> **Exercise requirements**
In the material below, find each line holding the string "planter" and copy it.

::::::::::

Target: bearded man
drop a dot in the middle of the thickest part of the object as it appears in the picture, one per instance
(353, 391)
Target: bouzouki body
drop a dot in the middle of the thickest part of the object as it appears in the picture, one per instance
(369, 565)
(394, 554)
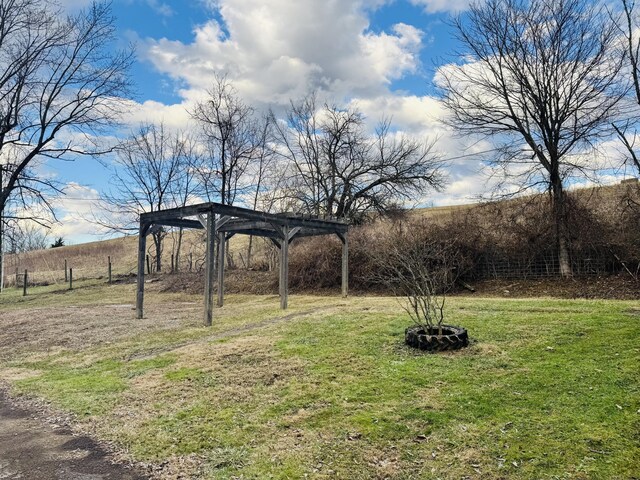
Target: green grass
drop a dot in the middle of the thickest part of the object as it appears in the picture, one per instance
(548, 389)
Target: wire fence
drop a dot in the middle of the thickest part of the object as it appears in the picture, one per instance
(496, 265)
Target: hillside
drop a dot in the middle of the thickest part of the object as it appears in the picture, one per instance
(89, 260)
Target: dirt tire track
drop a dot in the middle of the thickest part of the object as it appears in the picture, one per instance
(221, 335)
(32, 449)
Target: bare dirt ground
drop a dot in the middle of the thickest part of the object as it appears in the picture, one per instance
(33, 449)
(75, 327)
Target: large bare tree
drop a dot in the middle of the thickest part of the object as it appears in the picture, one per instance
(338, 168)
(540, 79)
(60, 83)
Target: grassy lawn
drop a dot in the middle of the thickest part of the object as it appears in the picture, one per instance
(549, 389)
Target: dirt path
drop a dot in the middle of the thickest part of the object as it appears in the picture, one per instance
(31, 449)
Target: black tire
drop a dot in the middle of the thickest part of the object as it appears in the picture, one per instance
(452, 338)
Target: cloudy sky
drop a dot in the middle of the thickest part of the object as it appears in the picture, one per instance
(380, 55)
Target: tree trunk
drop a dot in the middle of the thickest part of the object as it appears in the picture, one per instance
(561, 227)
(157, 240)
(1, 245)
(249, 252)
(178, 248)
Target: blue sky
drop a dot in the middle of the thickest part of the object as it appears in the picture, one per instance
(379, 55)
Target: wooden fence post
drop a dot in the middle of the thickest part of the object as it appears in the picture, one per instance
(210, 269)
(221, 255)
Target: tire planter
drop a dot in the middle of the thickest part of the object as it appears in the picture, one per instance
(424, 338)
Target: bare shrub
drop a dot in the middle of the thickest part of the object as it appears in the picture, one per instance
(420, 268)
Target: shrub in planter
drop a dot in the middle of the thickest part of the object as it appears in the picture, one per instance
(421, 271)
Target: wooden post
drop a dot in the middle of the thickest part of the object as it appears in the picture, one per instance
(209, 271)
(221, 253)
(142, 247)
(284, 268)
(345, 264)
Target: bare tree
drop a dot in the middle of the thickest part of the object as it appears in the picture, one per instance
(339, 169)
(628, 129)
(148, 174)
(60, 83)
(540, 79)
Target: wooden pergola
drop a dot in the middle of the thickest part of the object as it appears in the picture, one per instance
(222, 222)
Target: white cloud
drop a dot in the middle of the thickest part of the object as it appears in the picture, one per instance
(74, 211)
(435, 6)
(284, 49)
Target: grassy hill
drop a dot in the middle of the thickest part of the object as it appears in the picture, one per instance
(89, 260)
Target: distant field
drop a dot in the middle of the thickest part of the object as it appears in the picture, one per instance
(89, 260)
(547, 389)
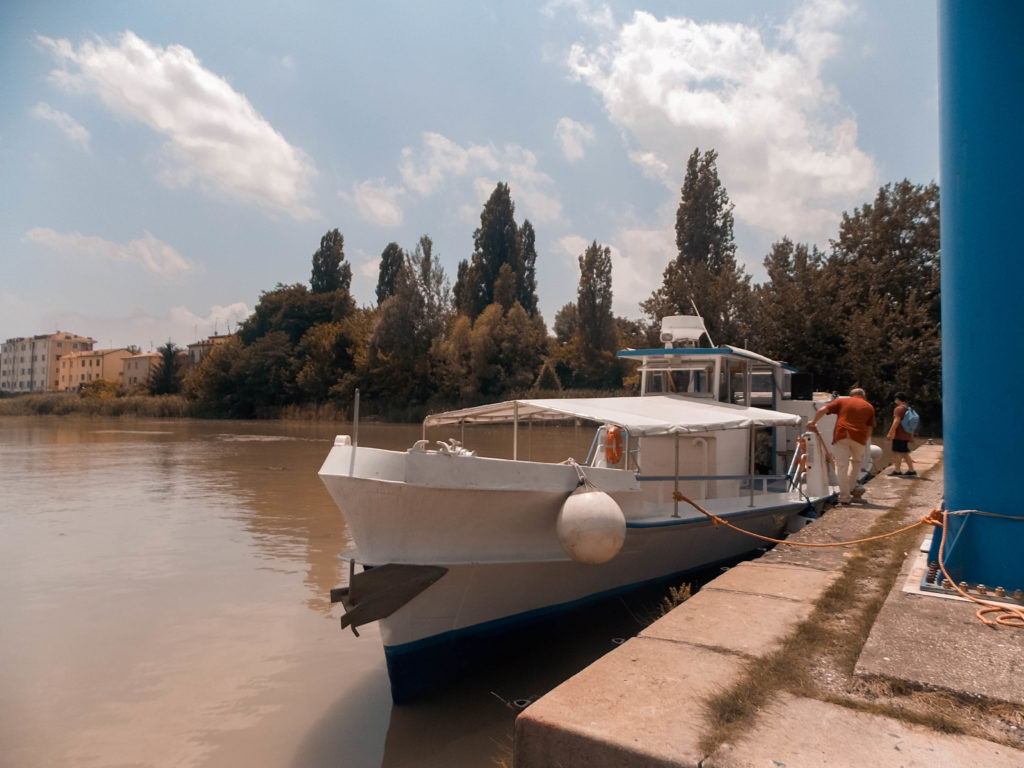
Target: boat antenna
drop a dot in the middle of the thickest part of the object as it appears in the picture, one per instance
(697, 313)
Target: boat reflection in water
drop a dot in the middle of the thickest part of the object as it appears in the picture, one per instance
(460, 552)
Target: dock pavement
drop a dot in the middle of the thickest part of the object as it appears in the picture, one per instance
(931, 685)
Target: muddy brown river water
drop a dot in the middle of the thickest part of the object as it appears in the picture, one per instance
(164, 601)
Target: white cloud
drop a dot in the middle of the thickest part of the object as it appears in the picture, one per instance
(155, 255)
(214, 134)
(571, 247)
(572, 135)
(218, 320)
(673, 85)
(426, 168)
(148, 331)
(638, 263)
(71, 127)
(378, 203)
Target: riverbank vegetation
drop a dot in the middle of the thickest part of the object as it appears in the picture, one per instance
(863, 312)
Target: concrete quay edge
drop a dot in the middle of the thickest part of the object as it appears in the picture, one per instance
(640, 706)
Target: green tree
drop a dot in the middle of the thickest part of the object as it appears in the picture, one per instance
(400, 361)
(796, 321)
(331, 271)
(166, 377)
(526, 285)
(883, 279)
(597, 365)
(705, 274)
(391, 260)
(496, 243)
(566, 322)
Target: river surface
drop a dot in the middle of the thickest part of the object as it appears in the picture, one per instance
(164, 601)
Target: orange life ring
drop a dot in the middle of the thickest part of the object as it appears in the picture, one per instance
(613, 445)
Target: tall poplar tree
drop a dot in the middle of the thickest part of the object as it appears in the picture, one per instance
(499, 244)
(391, 260)
(705, 273)
(331, 271)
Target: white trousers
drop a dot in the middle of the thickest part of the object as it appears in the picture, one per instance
(848, 454)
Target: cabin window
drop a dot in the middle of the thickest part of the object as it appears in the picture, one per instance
(655, 382)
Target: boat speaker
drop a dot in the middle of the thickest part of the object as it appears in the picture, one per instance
(802, 386)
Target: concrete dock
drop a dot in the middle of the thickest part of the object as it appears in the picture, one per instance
(930, 684)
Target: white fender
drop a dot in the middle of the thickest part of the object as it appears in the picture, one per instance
(591, 526)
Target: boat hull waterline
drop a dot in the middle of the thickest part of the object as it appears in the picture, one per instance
(487, 527)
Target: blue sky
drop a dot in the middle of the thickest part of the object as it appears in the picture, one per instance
(162, 164)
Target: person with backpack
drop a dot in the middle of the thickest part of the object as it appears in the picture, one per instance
(905, 421)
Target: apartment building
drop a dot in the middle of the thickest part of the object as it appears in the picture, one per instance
(32, 364)
(138, 368)
(81, 368)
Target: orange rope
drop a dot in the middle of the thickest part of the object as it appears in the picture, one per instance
(1010, 615)
(928, 519)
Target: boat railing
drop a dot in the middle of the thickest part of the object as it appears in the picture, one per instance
(759, 482)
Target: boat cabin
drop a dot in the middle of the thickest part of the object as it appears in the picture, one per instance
(724, 374)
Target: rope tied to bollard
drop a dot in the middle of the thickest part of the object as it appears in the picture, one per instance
(1009, 615)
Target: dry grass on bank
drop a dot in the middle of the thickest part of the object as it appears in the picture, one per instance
(817, 660)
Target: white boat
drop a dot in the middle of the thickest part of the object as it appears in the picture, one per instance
(456, 549)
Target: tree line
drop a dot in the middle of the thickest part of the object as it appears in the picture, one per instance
(863, 312)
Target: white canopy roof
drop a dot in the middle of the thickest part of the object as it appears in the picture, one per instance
(642, 417)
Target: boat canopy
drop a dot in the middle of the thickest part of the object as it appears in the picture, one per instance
(641, 417)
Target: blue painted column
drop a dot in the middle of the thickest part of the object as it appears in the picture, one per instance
(982, 218)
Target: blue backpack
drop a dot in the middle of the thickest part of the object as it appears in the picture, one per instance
(910, 420)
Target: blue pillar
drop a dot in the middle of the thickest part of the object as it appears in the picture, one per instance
(982, 209)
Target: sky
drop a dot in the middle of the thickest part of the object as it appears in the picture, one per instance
(163, 164)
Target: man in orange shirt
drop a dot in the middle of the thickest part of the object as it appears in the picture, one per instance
(855, 420)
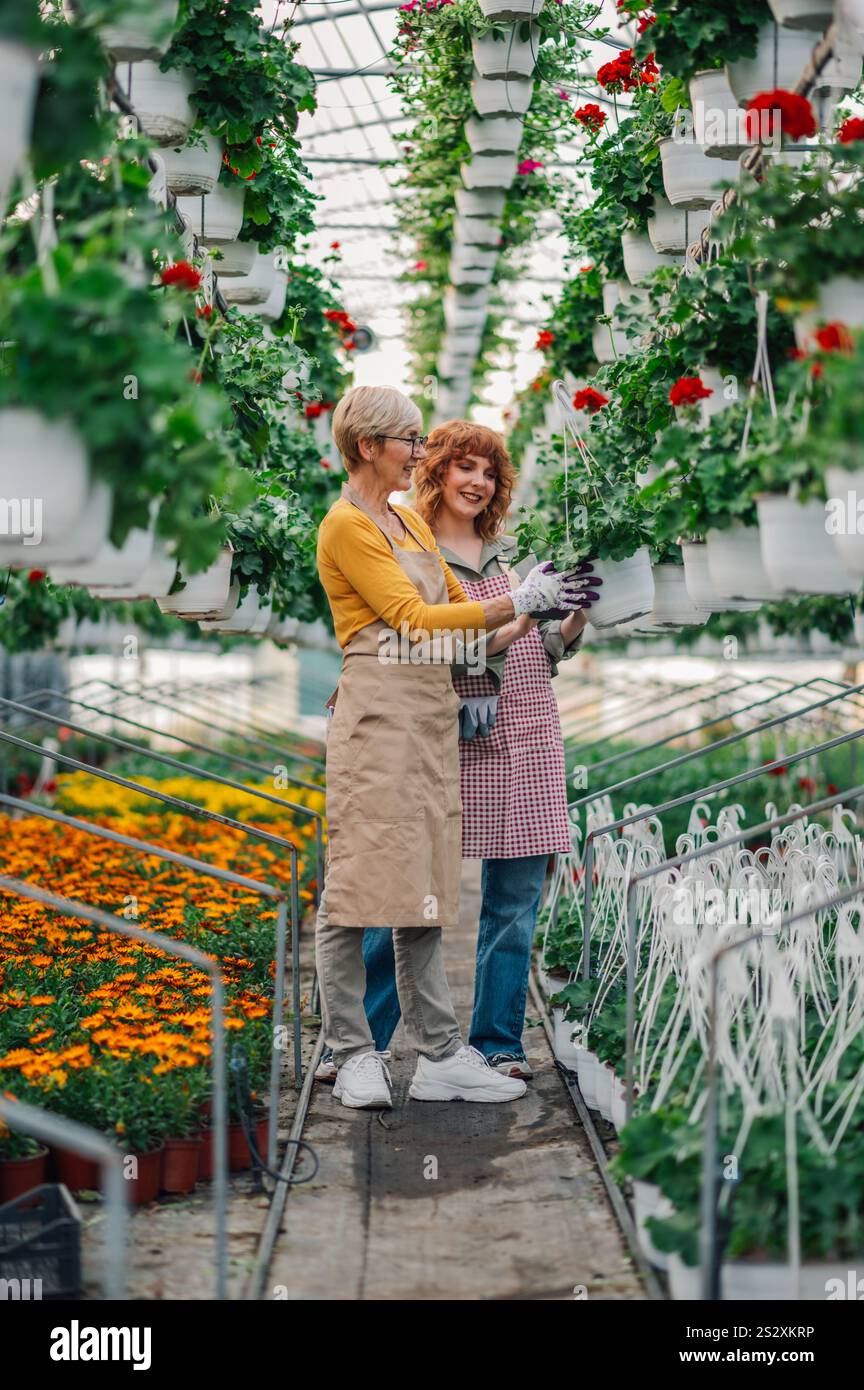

::::::::::

> **Result of the exercise**
Target: tire planter
Target: shrub in planter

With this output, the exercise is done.